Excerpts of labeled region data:
****************************************

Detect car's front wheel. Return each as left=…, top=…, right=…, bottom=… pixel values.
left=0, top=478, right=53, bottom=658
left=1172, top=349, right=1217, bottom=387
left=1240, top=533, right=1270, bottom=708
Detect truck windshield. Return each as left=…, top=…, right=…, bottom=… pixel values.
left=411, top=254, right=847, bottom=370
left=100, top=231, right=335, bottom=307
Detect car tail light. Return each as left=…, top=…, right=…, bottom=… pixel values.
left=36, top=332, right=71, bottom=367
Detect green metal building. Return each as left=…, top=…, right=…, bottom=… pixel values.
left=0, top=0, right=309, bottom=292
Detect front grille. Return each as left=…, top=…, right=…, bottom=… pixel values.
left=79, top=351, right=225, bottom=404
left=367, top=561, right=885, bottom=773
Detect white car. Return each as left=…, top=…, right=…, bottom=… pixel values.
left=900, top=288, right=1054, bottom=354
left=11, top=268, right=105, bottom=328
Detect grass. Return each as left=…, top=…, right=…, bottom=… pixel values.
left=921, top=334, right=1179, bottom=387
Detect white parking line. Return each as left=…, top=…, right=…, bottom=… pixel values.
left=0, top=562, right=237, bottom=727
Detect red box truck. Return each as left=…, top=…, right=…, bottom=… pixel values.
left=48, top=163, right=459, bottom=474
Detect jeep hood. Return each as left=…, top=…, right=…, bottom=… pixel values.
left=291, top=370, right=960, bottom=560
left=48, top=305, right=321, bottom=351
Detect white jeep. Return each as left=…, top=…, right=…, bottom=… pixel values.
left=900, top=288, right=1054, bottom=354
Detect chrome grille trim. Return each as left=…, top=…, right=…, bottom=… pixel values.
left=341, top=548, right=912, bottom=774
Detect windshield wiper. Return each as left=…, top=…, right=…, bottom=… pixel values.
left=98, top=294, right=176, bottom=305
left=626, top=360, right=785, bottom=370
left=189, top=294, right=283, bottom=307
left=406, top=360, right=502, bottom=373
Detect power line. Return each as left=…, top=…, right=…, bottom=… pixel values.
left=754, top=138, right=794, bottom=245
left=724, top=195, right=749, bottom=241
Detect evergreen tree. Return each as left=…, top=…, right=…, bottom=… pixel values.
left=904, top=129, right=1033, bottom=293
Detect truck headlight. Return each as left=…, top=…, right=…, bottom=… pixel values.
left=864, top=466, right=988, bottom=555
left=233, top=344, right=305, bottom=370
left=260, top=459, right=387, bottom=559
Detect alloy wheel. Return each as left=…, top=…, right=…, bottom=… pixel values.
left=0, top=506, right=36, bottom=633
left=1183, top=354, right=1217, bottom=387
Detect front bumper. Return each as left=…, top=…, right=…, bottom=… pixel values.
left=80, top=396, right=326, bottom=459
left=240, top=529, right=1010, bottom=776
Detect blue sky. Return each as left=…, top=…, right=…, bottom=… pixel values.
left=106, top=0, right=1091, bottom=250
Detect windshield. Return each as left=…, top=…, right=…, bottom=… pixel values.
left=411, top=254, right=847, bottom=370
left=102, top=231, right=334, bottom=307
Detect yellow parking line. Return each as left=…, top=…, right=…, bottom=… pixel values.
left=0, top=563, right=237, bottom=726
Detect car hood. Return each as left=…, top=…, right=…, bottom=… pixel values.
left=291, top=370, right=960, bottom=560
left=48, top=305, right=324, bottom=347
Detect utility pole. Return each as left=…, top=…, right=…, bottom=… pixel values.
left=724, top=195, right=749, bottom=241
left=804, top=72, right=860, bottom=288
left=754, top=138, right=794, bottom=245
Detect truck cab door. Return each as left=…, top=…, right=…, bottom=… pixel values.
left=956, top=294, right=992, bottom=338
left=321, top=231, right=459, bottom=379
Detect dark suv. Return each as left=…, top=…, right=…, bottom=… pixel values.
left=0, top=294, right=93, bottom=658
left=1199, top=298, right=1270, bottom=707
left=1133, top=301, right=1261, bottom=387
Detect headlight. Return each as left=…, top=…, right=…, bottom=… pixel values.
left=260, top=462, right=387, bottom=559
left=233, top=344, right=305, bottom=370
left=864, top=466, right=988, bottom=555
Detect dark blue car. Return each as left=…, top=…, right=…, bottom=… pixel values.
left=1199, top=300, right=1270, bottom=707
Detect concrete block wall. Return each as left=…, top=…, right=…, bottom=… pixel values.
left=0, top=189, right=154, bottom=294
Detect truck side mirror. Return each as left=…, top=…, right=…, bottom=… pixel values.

****************************************

- The task:
Reproduce the entries word for word from the first line down through the line that contains "left=11, top=268, right=105, bottom=328", and include that line as well.

- The reply:
Detect car's front wheel. Return each as left=…, top=…, right=…, bottom=… pixel values.
left=0, top=478, right=53, bottom=658
left=1172, top=349, right=1217, bottom=387
left=1240, top=533, right=1270, bottom=708
Detect truck windshield. Return each as left=…, top=…, right=…, bottom=… pixel values.
left=411, top=254, right=847, bottom=370
left=100, top=231, right=335, bottom=307
Detect car tail light. Return each as left=…, top=…, right=…, bottom=… pixel values.
left=36, top=332, right=71, bottom=367
Detect green metal building. Return each as left=…, top=…, right=…, bottom=… pixel values.
left=0, top=0, right=309, bottom=292
Detect front grille. Return each as left=…, top=…, right=…, bottom=… pixel values.
left=79, top=351, right=225, bottom=404
left=367, top=561, right=885, bottom=773
Detect white car. Return each as left=…, top=…, right=…, bottom=… pixel values.
left=900, top=288, right=1054, bottom=354
left=11, top=268, right=105, bottom=328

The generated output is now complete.